**短い問題 A:** 下の行のうち、"[spot] the wrinkled"を含む行から始まり"(1098, 170)"を含む行で終わる範囲（両端を含む）をすべて書き直し、答えの座標の数値それぞれに-26を加えてもらえますか？ この範囲の行だけを示してください。

**** 出典文書 ****

但し、エチレン単位の含有量とα−オレフィン単位の含有量との合計を100重量%とする。エチレン単位の含有量およびα−オレフィン単位の含有量は、赤外分光法により求めることが出来る。
成分(B)に用いられるα−オレフィンとしては、炭素原子数2〜10のα−オレフィン、好ましくは炭素原子数2〜8のα−オレフィンが挙げられ、具体的には、プロピレン、または1−ブテン、4−メチル−1−ペンテン,1−ヘキセン、1−オクテンが挙げられる。
成分(B)に含まれる非共役ジエンとしては、1,4−ヘキサジエン、1,6−オクタジエン、2−メチル−1,5−ヘキサジエン、6−メチル−1,5−ヘプタジエン、7−メチル−1,6−オクタジエンのような鎖状非共役ジエン;シクロヘキサジエン、ジシクロペンタジエン、メチルテトラヒドロインデン、5−ビニルノルボルネン、5−エチリデン−2−ノルボルネン、5−メチレン−2−ノルボルネン、5−イソプロピリデン−2−ノルボルネン、6−クロロメチル−5−イソプロペニル−2−ノルボルネンのような環状非共役ジエン;2,3−ジイソプロピリデン−5−ノルボルネン、2−エチリデン−3−イソプロピリデン−5−ノルボルネン、2−プロペニル−2,2−ノルボルナジエン、1,3,7−オクタトリエン、1,4,9−デカトリエンのようなトリエンなどが挙げられ、5−エチリデン−2−ノルボルネン、ジシクロペンタジエンが好ましい。

**** 課題の素材 ****

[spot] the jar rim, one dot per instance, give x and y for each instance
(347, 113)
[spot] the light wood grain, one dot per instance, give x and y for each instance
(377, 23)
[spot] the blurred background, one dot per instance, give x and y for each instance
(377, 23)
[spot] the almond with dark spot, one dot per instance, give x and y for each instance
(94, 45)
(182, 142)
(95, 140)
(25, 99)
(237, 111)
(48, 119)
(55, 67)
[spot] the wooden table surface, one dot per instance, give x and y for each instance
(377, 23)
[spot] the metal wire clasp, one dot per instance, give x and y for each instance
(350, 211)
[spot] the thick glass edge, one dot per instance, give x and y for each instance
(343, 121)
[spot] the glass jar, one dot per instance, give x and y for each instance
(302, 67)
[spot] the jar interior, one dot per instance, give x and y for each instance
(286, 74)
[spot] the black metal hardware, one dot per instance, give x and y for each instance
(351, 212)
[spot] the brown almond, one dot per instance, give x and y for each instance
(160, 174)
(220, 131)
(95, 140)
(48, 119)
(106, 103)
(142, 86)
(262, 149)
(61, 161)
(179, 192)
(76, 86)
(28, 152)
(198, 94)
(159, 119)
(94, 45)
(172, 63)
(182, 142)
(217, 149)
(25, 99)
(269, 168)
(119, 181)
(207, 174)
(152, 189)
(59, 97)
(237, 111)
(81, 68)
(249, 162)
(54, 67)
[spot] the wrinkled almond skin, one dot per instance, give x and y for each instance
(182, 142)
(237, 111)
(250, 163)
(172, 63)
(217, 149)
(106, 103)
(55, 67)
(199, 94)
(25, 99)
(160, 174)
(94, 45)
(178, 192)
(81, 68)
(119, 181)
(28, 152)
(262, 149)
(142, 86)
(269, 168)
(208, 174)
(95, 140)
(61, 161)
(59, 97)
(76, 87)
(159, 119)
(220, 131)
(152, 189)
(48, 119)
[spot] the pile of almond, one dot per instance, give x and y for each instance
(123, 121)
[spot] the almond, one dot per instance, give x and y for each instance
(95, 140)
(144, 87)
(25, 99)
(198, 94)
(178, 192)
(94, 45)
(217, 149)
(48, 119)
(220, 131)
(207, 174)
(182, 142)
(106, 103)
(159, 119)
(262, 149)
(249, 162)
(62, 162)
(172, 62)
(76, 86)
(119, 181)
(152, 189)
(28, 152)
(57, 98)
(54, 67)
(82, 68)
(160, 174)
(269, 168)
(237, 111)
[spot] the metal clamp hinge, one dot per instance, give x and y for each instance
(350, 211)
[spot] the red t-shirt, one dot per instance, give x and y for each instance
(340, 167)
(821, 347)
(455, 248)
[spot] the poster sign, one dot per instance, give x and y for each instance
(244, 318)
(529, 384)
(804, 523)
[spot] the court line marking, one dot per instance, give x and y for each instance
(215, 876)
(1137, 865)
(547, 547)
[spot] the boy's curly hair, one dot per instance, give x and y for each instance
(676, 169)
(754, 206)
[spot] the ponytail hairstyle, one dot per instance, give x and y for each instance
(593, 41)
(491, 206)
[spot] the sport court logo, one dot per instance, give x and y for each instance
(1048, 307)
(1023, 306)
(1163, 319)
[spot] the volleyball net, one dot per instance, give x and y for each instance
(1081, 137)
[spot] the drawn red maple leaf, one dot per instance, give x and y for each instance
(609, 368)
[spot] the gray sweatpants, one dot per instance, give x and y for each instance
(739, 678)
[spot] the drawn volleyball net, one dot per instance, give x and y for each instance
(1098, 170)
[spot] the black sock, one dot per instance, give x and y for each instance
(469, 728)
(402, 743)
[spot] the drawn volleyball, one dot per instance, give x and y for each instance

****

**短い問題 B:** 出典文書では、好ましい非共役ジエンとしてどれが挙げられていますか？

**演習の結果 A:**
[spot] the wrinkled almond skin, one dot per instance, give x and y for each instance
(156, 116)
(211, 85)
(224, 137)
(146, 37)
(191, 123)
(80, 77)
(29, 41)
(173, 68)
(-1, 73)
(134, 148)
(68, 19)
(152, 166)
(55, 42)
(93, 155)
(2, 126)
(236, 123)
(116, 60)
(243, 142)
(182, 148)
(69, 114)
(35, 135)
(33, 71)
(50, 61)
(133, 93)
(194, 105)
(126, 163)
(22, 93)
[spot] the pile of almond, one dot per instance, give x and y for each instance
(97, 95)
[spot] the almond, one dot per instance, give x and y for each instance
(69, 114)
(118, 61)
(-1, 73)
(172, 68)
(152, 166)
(68, 19)
(191, 123)
(22, 93)
(194, 105)
(181, 148)
(156, 116)
(80, 77)
(133, 93)
(236, 123)
(223, 136)
(36, 136)
(146, 36)
(50, 60)
(93, 155)
(126, 163)
(2, 126)
(31, 72)
(28, 41)
(56, 42)
(134, 148)
(243, 142)
(211, 85)
[spot] the metal clamp hinge, one dot per instance, give x and y for each instance
(324, 185)
[spot] the red t-shirt, one dot per instance, give x and y for each instance
(314, 141)
(795, 321)
(429, 222)
[spot] the poster sign, one dot per instance, give x and y for each instance
(218, 292)
(503, 358)
(778, 497)
[spot] the court line marking, one dot per instance, give x and y for each instance
(189, 850)
(1111, 839)
(521, 521)
[spot] the boy's curly hair, one dot per instance, give x and y for each instance
(650, 143)
(728, 180)
[spot] the ponytail hairstyle, one dot per instance, give x and y for each instance
(567, 15)
(465, 180)
[spot] the sport court logo, one dot per instance, give x and y for each instance
(1022, 281)
(997, 280)
(1137, 293)
[spot] the volleyball net, one dot per instance, give x and y for each instance
(1055, 111)
[spot] the drawn red maple leaf, one dot per instance, give x and y for each instance
(583, 342)
[spot] the gray sweatpants, one dot per instance, give x and y for each instance
(713, 652)
[spot] the drawn volleyball net, one dot per instance, give x and y for each instance
(1072, 144)

**演習の結果 B:** 5−エチリデン−2−ノルボルネンとジシクロペンタジエンです。